— Exercise brief —
Give back the line where "Can you see the weathered" appears and all the lines after it until the listing ends, unchanged and with nothing else.

— Data extract —
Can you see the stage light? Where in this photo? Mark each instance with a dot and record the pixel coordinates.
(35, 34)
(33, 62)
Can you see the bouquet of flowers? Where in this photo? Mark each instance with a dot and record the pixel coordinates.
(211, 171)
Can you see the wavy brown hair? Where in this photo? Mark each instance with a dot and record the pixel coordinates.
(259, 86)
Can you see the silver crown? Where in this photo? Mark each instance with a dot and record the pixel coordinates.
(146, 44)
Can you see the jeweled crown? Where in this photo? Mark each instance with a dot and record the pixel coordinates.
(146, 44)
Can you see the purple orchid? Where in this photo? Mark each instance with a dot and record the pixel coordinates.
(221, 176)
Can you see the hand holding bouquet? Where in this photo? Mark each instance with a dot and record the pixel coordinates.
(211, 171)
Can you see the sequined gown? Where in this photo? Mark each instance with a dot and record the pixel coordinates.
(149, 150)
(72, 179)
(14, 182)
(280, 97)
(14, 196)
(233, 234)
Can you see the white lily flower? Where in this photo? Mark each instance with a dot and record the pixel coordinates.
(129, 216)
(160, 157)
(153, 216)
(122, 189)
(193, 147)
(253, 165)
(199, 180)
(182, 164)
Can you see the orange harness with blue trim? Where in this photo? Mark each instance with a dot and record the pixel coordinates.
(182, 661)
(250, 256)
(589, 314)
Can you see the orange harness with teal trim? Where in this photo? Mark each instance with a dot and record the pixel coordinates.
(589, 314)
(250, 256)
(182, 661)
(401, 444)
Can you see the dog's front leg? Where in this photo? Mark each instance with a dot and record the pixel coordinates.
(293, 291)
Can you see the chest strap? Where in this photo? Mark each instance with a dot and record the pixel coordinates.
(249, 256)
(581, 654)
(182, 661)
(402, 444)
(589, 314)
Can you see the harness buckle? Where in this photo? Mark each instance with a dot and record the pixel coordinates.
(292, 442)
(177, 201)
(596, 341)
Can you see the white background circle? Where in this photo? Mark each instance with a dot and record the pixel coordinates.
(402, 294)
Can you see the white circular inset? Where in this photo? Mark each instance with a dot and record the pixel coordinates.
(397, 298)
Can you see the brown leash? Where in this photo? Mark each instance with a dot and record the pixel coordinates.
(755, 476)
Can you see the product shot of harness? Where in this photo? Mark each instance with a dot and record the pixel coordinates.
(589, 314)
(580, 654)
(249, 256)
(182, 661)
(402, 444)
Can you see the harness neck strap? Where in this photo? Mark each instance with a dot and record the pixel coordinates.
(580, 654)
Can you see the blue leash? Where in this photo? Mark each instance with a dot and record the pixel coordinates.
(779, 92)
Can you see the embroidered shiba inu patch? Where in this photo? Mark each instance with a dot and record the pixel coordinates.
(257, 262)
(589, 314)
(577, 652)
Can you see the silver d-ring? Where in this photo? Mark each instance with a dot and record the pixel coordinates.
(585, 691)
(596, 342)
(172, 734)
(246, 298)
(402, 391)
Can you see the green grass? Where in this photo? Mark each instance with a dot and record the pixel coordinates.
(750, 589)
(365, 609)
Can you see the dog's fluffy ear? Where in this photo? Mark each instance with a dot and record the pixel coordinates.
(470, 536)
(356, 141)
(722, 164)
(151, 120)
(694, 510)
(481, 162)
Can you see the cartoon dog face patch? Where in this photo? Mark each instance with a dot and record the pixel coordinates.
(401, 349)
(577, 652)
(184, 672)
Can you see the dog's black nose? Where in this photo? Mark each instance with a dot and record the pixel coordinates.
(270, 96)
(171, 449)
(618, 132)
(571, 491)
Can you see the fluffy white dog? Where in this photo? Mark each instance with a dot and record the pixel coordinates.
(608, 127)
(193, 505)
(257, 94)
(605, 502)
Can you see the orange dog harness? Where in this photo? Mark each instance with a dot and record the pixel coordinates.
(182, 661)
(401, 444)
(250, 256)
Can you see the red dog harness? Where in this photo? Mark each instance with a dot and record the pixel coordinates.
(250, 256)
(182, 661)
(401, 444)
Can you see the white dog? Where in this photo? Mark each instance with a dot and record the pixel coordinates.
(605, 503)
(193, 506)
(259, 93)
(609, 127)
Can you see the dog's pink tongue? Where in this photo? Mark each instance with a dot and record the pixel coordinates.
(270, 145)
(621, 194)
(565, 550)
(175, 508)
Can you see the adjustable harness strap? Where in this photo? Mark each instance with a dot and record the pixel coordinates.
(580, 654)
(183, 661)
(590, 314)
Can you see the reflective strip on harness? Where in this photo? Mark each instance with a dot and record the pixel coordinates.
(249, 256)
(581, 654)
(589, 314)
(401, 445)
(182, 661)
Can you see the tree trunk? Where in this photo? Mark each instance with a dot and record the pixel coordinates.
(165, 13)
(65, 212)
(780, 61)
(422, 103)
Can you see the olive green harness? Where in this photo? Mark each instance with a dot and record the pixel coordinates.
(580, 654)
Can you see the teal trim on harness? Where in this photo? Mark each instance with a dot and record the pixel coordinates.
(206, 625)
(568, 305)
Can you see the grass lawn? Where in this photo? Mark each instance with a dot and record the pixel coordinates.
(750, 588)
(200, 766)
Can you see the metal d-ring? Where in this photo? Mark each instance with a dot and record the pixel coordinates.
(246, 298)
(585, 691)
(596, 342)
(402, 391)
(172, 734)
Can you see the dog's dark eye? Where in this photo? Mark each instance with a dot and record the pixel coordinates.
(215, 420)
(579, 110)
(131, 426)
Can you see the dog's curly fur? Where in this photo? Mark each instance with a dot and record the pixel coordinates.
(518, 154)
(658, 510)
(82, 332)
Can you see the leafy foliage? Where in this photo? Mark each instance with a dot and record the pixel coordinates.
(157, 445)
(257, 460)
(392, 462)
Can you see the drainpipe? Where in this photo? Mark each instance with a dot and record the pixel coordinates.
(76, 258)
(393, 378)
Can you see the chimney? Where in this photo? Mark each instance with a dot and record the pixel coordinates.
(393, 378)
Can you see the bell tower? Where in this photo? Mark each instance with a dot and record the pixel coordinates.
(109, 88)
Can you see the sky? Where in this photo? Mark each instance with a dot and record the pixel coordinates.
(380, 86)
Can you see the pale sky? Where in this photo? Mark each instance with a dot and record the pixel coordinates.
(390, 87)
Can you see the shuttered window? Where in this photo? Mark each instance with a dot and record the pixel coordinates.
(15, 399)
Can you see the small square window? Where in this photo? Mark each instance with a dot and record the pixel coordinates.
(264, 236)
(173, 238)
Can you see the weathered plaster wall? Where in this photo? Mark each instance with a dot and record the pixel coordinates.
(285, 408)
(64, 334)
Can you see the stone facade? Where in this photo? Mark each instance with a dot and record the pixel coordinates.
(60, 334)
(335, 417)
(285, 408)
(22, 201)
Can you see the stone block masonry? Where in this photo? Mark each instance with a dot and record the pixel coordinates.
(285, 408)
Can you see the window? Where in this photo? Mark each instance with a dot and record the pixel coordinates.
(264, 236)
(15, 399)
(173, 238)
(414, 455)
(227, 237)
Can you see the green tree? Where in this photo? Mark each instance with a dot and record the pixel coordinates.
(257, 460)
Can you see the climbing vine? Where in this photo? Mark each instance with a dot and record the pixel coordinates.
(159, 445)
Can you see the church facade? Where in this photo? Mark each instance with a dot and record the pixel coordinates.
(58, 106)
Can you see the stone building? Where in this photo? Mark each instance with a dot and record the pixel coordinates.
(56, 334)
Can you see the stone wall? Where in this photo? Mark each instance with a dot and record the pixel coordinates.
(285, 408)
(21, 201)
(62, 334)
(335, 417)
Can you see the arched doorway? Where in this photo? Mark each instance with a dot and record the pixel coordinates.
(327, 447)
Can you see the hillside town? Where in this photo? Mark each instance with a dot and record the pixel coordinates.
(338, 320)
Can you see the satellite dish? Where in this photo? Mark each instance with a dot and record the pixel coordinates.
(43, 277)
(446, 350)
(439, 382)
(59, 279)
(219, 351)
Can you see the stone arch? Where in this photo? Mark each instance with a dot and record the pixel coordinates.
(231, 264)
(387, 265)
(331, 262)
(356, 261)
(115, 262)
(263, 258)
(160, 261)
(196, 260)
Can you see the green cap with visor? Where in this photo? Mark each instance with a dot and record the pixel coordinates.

— Reply to the task —
Can you see the weathered plaster wall? Where in this photo? Mark each instance with a dot and record the pixel coordinates.
(285, 408)
(64, 334)
Can you see the stone facade? Where in this photo? Mark each instance with a dot and record the pixel coordinates.
(60, 334)
(335, 417)
(285, 408)
(22, 201)
Can you see the stone block masonry? Where in this photo? Mark each instance with a dot and record the pixel coordinates.
(285, 408)
Can you see the window? Where in this photo? Mark each instance with a dot and record the pixel coordinates.
(264, 236)
(15, 399)
(173, 238)
(414, 455)
(227, 237)
Can you see the green tree? Where in this photo? Mark each instance with a dot and record the pixel coordinates.
(257, 460)
Can you see the climbing vine? Where in this photo? Mark each instance with a dot and record the pixel coordinates.
(159, 445)
Can you see the church facade? Where in this photo? Mark each instance with a dot and record the pixel coordinates.
(58, 106)
Can you see the stone building? Where in this photo? Mark each instance with a dot and record the pixel coordinates.
(56, 334)
Can you see the stone wall? Where in this photo? Mark each instance with a dot and record the pixel coordinates.
(285, 408)
(21, 201)
(62, 334)
(335, 417)
Can you see the arched doorway? Where in this photo? Mark each instance with a dot and record the pixel coordinates.
(327, 447)
Can you see the hillside town? Where in this photo? Mark each instance with a dot and record the pixel coordinates.
(338, 320)
Can you see the satellite dish? Where in this photo? Mark each instance with a dot and record the pixel coordinates.
(43, 277)
(446, 350)
(439, 382)
(59, 279)
(219, 351)
Can you see the stone arch? Where in this photo? Mark each instance with a dot and record the pixel coordinates.
(231, 264)
(387, 265)
(331, 262)
(356, 261)
(115, 262)
(263, 258)
(160, 261)
(196, 260)
Can you see the green cap with visor? Where in this photo? Mark each instance with a dot and record the pixel coordinates.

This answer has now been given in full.